■ EXTRAIT CHOISI ■
====================

Applis, satellites et capteurs pour coincer les pollueurs
Aymeric Marolleau, journaliste
Images et données météo de forêts tropicales, suivi d’images satellites : les ONG écologistes s’appuient sur les capacités croissantes du big data pour traquer à grande échelle les atteintes à l’environnement.
L’ONG américaine Conservation International a installé un millier de caméras munies de capteurs de mouvements dans 17 forêts tropicales autour du globe.
Ces espionnes de la faune et de la flore accrochées aux arbres ont déjà pris 2 millions de clichés depuis leur mise en place. « Nous ne pouvons gérer les menaces à l’échelle mondiale que si nous disposons de données à l’échelle mondiale », justifie Jorge Ahumada, le directeur exécutif du projet TEAM (Tropical Ecology Assessment & Monitoring).
Ses experts tirent de ces images des informations précieuses sur l’évolution des espèces animales et de la végétation, qu’ils recoupent avec les données de leurs stations météo – précipitations, taux d’humidité, température… – au prix d’un long travail, exigeant parfois plusieurs mois d’effort.
Mais depuis 2013, le temps de traitement a été réduit à seulement quelques heures. Par quel prodige ? La même technologie que celle qui permet depuis des années à une marque de vous proposer des publicités personnalisées sur Internet ou à votre banquier de détecter une fraude. En deux mots : big data.
En effet, Conservation International a noué en décembre 2013 un partenariat avec l’informaticien Hewlett-Packard (HP), qui met à sa disposition sa plateforme d’analyse des données massives Vertica afin de traiter trois téraoctets de données de biodiversité chaque année.
À l’instar de Conservation International, de plus en plus d’ONG ont recours aux données massives pour soutenir leurs combats. Elise Rebut, cadre de Conservation International basée à Bruxelles, explique :
« Souvent, nous manquions de données pour démontrer à nos interlocuteurs – gouvernements, institutions internationales, fondations – le bien-fondé de nos inquiétudes. Aujourd’hui, nous avons les outils pour mettre des chiffres précis sur nos craintes. »

====================

■ TRAVAIL À FAIRE ■
(A) Indiquez si chacune des affirmations suivantes est conforme à l'extrait, en appuyant chaque réponse sur les mots décisifs de celui-ci, cités exactement : (i) Conservation International a installé ses caméras dans 17 forêts tropicales ; (ii) le partenariat avec Hewlett-Packard a été conclu en 2015 ; (iii) Elise Rebut est basée à Genève.
(B) Recopiez mot pour mot le passage de l'extrait situé entre « Ces espionnes de » et « plusieurs mois d’effort. », ces deux bornes comprises.

■ DONNÉES ■
====================

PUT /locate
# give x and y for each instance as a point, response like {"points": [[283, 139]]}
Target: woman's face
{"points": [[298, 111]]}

====================

■ CORRIGÉ DÉTAILLÉ ■
(A)
(i) Oui : « un millier de caméras munies de capteurs de mouvements dans 17 forêts tropicales ».
(ii) Non : « Conservation International a noué en décembre 2013 un partenariat avec l’informaticien Hewlett-Packard (HP) ».
(iii) Non : « cadre de Conservation International basée à Bruxelles ».

(B)
Ces espionnes de la faune et de la flore accrochées aux arbres ont déjà pris 2 millions de clichés depuis leur mise en place. « Nous ne pouvons gérer les menaces à l’échelle mondiale que si nous disposons de données à l’échelle mondiale », justifie Jorge Ahumada, le directeur exécutif du projet TEAM (Tropical Ecology Assessment & Monitoring).
Ses experts tirent de ces images des informations précieuses sur l’évolution des espèces animales et de la végétation, qu’ils recoupent avec les données de leurs stations météo – précipitations, taux d’humidité, température… – au prix d’un long travail, exigeant parfois plusieurs mois d’effort.